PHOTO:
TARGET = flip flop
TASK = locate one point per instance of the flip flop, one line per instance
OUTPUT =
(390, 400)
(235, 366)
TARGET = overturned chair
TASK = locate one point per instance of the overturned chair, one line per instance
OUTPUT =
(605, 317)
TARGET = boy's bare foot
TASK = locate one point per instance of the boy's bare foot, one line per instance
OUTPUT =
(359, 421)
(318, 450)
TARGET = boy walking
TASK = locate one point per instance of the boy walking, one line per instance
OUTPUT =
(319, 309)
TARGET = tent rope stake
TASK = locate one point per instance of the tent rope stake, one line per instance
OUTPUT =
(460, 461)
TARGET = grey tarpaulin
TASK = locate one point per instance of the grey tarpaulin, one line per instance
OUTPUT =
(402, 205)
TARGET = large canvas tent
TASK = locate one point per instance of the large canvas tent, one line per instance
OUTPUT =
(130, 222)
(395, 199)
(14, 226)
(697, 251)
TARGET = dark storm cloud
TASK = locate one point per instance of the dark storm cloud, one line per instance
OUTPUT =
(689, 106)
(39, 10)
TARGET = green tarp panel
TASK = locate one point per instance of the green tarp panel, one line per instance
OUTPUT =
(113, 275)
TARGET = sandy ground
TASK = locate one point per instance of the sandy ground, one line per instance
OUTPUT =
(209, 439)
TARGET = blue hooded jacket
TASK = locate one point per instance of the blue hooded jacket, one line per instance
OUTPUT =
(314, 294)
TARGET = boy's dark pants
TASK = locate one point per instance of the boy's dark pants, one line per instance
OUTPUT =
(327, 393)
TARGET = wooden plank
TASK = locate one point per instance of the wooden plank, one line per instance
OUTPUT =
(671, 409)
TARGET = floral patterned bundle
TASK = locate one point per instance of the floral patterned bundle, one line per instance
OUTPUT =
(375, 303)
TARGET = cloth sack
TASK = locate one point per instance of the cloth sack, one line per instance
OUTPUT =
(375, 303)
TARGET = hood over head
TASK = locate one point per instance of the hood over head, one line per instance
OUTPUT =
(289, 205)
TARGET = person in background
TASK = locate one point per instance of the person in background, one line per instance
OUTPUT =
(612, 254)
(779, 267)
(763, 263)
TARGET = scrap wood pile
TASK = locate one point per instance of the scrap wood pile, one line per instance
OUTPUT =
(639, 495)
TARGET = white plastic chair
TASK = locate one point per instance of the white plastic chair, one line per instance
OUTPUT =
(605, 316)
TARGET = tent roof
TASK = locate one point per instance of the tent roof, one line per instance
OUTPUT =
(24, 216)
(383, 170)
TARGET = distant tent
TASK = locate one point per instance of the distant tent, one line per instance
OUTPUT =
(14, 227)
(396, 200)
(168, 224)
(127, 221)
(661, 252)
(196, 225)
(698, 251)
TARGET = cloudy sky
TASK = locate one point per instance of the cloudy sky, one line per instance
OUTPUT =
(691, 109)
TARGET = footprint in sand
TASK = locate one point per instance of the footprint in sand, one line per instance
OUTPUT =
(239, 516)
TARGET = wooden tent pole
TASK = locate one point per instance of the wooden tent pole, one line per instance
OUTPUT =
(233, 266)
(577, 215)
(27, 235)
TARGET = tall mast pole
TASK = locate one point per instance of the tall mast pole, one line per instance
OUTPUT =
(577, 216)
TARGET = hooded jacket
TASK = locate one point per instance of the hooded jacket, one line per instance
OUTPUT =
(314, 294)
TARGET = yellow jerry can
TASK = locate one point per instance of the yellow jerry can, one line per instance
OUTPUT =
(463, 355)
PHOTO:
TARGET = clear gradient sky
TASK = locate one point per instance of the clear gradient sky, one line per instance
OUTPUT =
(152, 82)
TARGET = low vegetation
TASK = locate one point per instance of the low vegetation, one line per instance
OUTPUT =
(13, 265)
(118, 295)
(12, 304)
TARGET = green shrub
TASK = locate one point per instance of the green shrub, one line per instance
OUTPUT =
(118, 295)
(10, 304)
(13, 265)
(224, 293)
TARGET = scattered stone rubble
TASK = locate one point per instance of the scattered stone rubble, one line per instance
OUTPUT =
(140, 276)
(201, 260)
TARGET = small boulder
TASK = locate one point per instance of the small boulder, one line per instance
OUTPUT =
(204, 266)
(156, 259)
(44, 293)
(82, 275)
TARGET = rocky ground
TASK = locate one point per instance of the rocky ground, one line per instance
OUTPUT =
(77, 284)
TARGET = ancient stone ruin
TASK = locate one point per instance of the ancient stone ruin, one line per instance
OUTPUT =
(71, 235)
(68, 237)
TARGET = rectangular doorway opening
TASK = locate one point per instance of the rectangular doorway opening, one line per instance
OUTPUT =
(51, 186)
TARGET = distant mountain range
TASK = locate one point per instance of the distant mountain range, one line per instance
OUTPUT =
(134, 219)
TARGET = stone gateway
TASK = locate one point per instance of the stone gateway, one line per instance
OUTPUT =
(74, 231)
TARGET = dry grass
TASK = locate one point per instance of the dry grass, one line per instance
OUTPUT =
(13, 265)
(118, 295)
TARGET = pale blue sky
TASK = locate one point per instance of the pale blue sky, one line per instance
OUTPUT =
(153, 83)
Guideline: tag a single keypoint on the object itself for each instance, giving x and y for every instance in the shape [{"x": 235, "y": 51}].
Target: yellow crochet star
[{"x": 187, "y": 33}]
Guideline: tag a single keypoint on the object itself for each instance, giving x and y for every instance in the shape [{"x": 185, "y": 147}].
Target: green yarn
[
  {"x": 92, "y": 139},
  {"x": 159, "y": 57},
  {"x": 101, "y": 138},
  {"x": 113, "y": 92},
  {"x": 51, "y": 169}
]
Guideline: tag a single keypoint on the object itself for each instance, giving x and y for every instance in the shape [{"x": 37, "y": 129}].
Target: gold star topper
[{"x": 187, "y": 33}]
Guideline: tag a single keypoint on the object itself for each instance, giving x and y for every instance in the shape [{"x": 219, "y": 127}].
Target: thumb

__Problem requirements__: Output the listing above without altering a single character.

__Result of the exercise__:
PHOTO:
TARGET = flip flop
TASK = locate one point per instance of the flip flop, one line per instance
OUTPUT =
(390, 400)
(235, 366)
TARGET = overturned chair
TASK = locate one point per instance of the overturned chair, one line per instance
OUTPUT =
(605, 317)
TARGET = boy's bare foot
TASK = locate one point per instance of the boy's bare foot, one line per instance
OUTPUT =
(359, 421)
(318, 450)
TARGET = boy walking
TASK = locate one point per instance of the boy walking, one line per instance
OUTPUT =
(319, 309)
TARGET = tent rope stake
TASK = locate one point per instance of the tent rope stake, one line per instance
OUTPUT =
(460, 461)
TARGET = grey tarpaulin
TASK = locate one point per instance of the grey tarpaulin, one line per instance
OUTPUT =
(402, 205)
TARGET = large canvas tent
TASK = locate one point per instance of the large canvas tent, one line per instance
OUTPUT =
(130, 222)
(395, 199)
(14, 226)
(697, 251)
TARGET = dark storm cloud
TASK = locate one point per instance of the dark storm cloud, one line per instance
OUTPUT =
(689, 106)
(39, 10)
TARGET = green tarp panel
TASK = locate one point per instance of the green tarp panel, one line per instance
OUTPUT =
(113, 275)
TARGET = sandy ground
TASK = locate one point per instance of the sandy ground, one line per instance
OUTPUT =
(209, 439)
TARGET = blue hooded jacket
TASK = locate one point per instance of the blue hooded jacket, one line per instance
OUTPUT =
(314, 294)
TARGET = boy's dark pants
TASK = locate one point per instance of the boy's dark pants, one line per instance
OUTPUT =
(327, 393)
TARGET = wooden plank
TASK = locate one point per instance of the wooden plank, one line per instance
OUTPUT =
(671, 409)
TARGET = floral patterned bundle
TASK = locate one point per instance of the floral patterned bundle, one line per instance
OUTPUT =
(375, 303)
TARGET = cloth sack
TASK = locate one point per instance of the cloth sack, one line per instance
OUTPUT =
(375, 303)
TARGET = hood over head
TASK = locate one point per instance of the hood over head, one line per instance
OUTPUT =
(289, 205)
TARGET = person in background
TASK = locate one point per instance of the person in background, one line per instance
OUTPUT =
(612, 254)
(779, 267)
(763, 263)
TARGET = scrap wood pile
TASK = locate one point per instance of the scrap wood pile, one line per instance
OUTPUT =
(639, 495)
TARGET = white plastic chair
TASK = locate one point per instance of the white plastic chair, one line per instance
OUTPUT =
(605, 316)
TARGET = tent roof
TASK = locate one point per instance of the tent roof, one line per instance
OUTPUT =
(24, 216)
(383, 170)
TARGET = distant tent
TASK = locate one point per instance of the distant tent, one line per instance
OUTPUT =
(14, 227)
(396, 200)
(168, 224)
(127, 221)
(661, 252)
(196, 225)
(698, 251)
TARGET = cloudy sky
TASK = locate one point per instance of the cloudy sky, one line per instance
OUTPUT =
(691, 109)
TARGET = footprint in sand
TASK = locate one point per instance of the footprint in sand, one line per instance
OUTPUT =
(239, 516)
TARGET = wooden tent pole
TASK = locate one point per instance of the wooden tent pole, one line per instance
OUTPUT =
(233, 266)
(577, 215)
(27, 235)
TARGET = tall mast pole
TASK = locate one point per instance of the tall mast pole, one line per instance
OUTPUT =
(577, 216)
TARGET = hooded jacket
TASK = locate one point per instance of the hooded jacket, one line per instance
OUTPUT =
(314, 294)
TARGET = yellow jerry can
TASK = locate one point per instance of the yellow jerry can, one line per instance
OUTPUT =
(463, 355)
PHOTO:
TARGET = clear gradient sky
TASK = locate one point per instance of the clear gradient sky, one line per instance
OUTPUT =
(152, 82)
TARGET = low vegetation
TASK = locate one point per instance of the low vegetation, one line per instance
OUTPUT =
(13, 265)
(118, 295)
(12, 304)
TARGET = green shrub
TASK = locate one point per instance of the green shrub, one line per instance
OUTPUT =
(118, 295)
(10, 304)
(13, 265)
(224, 293)
TARGET = scattered stone rubble
TASK = locate one point per instance of the scattered stone rubble, one line per instance
OUTPUT =
(140, 276)
(201, 260)
TARGET = small boulder
TASK = locate one point per instance of the small boulder, one line per instance
OUTPUT =
(204, 266)
(156, 259)
(44, 293)
(82, 275)
TARGET = rocky ground
TASK = locate one point per instance of the rocky ground, one line per instance
OUTPUT =
(77, 284)
TARGET = ancient stone ruin
TASK = locate one point per instance of the ancient stone ruin, one line per instance
OUTPUT =
(71, 235)
(68, 237)
TARGET = rectangular doorway opening
TASK = locate one point per instance of the rectangular doorway opening, one line per instance
OUTPUT =
(51, 186)
TARGET = distant mountain range
TASK = locate one point per instance of the distant mountain range, one line per instance
OUTPUT =
(134, 219)
TARGET = stone gateway
TASK = locate one point per instance of the stone gateway, one line per instance
OUTPUT =
(74, 231)
TARGET = dry grass
TASK = locate one point per instance of the dry grass, one line per instance
OUTPUT =
(13, 265)
(118, 295)
TARGET = pale blue sky
TASK = locate one point per instance of the pale blue sky, one line per instance
OUTPUT =
(153, 83)
Guideline: tag a single keypoint on the object itself for each instance, giving x and y for every instance in the shape [{"x": 235, "y": 51}].
Target: yellow crochet star
[{"x": 187, "y": 33}]
Guideline: tag a single keypoint on the object itself for each instance, giving x and y for every instance in the shape [{"x": 185, "y": 147}].
Target: green yarn
[
  {"x": 92, "y": 139},
  {"x": 159, "y": 57},
  {"x": 101, "y": 138},
  {"x": 113, "y": 92},
  {"x": 51, "y": 169}
]
Guideline: tag a single keypoint on the object itself for each instance, giving x and y for every instance in the shape [{"x": 37, "y": 129}].
Target: gold star topper
[{"x": 187, "y": 33}]
Guideline: tag a single keypoint on the object itself for each instance, giving x and y for every instance in the shape [{"x": 219, "y": 127}].
Target: thumb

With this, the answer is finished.